## Metin
——————————
İnternetin elimizin altında olması maddeye ulaşmada ya da bağımlıların birbiriyle olan iletişiminde kolaylık sağladı mı? Maddenin yayılmasında nasıl etkili oldu?

Tabii ki. Çocukların hemen hepsi zaten internet ortamında şifreli konuşuyor. Asla bir ekstazi, ex demez gençler. Siz biz anlamayalım diye böyle yaparlar. Hem dip web yani çocukların derinden girdikleri internet kanalları hem de normal yazışmalarında internetin aracılığını kullanıyorlar. Özellikle satıcılar çok aktif şekilde kullanıyor.

Madde bağlılığı hangi kültürel çevrelerde görülüyor? Muhafazakâr mahalle kendisini güvende hissedebilir mi?
——————————
## Veriler
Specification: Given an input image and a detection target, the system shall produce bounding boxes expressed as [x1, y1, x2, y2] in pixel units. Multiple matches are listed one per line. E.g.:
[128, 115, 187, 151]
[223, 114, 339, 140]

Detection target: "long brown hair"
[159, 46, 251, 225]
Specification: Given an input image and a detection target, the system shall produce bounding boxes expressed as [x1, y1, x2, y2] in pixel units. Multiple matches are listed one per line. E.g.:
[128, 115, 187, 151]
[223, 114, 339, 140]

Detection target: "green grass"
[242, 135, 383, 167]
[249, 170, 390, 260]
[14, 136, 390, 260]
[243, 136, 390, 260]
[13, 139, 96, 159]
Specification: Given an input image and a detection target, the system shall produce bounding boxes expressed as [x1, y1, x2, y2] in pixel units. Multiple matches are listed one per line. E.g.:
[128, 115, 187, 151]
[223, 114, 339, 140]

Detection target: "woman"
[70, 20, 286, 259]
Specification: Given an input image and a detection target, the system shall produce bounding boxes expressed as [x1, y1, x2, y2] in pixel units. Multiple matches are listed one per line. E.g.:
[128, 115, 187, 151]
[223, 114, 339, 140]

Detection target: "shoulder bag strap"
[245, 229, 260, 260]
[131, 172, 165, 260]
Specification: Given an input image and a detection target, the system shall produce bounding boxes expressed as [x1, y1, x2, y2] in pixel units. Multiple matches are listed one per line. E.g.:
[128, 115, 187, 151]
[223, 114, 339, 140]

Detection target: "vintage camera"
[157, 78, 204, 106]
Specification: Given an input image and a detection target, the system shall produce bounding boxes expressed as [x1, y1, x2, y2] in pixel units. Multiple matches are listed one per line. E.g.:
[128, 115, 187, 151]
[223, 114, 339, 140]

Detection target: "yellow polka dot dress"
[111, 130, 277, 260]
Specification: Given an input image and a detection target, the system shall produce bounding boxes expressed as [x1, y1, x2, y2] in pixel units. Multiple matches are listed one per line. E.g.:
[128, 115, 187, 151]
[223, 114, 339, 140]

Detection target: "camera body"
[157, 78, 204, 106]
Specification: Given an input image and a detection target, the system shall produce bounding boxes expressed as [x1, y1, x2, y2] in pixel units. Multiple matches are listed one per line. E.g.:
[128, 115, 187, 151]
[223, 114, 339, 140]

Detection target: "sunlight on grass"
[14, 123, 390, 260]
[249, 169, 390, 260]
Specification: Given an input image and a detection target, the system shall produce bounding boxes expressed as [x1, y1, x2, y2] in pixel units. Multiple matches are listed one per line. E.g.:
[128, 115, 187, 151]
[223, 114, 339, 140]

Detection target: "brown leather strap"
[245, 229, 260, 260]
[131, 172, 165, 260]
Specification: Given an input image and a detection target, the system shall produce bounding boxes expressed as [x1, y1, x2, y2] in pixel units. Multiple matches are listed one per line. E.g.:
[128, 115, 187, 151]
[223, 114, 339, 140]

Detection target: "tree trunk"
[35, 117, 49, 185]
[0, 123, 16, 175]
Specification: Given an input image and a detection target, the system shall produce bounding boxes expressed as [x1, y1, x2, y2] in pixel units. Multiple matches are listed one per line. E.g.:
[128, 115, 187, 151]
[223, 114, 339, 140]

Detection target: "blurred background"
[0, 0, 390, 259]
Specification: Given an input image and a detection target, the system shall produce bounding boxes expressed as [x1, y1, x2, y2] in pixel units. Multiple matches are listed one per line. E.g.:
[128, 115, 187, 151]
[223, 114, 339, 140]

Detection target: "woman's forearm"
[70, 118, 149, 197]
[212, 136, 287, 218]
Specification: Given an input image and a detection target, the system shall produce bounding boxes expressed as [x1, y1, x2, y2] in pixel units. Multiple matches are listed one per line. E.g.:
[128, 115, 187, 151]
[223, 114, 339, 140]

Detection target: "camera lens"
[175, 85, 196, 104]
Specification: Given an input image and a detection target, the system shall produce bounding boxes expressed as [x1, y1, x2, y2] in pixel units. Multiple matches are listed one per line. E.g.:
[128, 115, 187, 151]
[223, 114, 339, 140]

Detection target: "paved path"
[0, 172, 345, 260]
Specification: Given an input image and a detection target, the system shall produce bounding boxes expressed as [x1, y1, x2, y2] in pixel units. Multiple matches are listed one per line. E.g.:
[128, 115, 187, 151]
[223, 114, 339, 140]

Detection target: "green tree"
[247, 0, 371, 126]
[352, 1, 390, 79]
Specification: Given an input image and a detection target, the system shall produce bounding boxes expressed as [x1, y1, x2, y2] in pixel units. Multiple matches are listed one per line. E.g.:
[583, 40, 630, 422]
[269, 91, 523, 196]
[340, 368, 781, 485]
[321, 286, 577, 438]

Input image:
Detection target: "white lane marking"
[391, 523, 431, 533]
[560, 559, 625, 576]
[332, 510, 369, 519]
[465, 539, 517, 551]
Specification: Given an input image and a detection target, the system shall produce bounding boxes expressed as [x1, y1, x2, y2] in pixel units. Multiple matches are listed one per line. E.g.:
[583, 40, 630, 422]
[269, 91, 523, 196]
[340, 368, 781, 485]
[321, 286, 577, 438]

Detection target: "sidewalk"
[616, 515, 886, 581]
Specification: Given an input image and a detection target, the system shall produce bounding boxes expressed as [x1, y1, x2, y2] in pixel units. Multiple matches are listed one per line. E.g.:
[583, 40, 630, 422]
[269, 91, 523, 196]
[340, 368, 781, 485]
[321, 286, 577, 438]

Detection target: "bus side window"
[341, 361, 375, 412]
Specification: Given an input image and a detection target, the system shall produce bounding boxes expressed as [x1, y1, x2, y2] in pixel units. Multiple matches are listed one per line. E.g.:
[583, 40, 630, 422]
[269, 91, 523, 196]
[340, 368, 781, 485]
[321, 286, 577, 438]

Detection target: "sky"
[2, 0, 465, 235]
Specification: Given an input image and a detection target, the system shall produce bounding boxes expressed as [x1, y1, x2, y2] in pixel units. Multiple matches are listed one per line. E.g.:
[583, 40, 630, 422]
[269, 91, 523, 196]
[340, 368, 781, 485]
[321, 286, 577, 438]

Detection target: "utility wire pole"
——————————
## Yapmanız gerekenler
#1 Metinde "Tabii ki. Çocukların" sözcüklerinden aşağıda "aktif şekilde kullanıyor." sözcüklerine kadar uzanan bölümü harfi harfine yazın.
#2 Metindeki soru işaretiyle biten bütün cümleleri geçtikleri sırayla listeleyin.

## Alıştırma çözümleri
#1
Tabii ki. Çocukların hemen hepsi zaten internet ortamında şifreli konuşuyor. Asla bir ekstazi, ex demez gençler. Siz biz anlamayalım diye böyle yaparlar. Hem dip web yani çocukların derinden girdikleri internet kanalları hem de normal yazışmalarında internetin aracılığını kullanıyorlar. Özellikle satıcılar çok aktif şekilde kullanıyor.

#2
- İnternetin elimizin altında olması maddeye ulaşmada ya da bağımlıların birbiriyle olan iletişiminde kolaylık sağladı mı?
- Maddenin yayılmasında nasıl etkili oldu?
- Madde bağlılığı hangi kültürel çevrelerde görülüyor?
- Muhafazakâr mahalle kendisini güvende hissedebilir mi?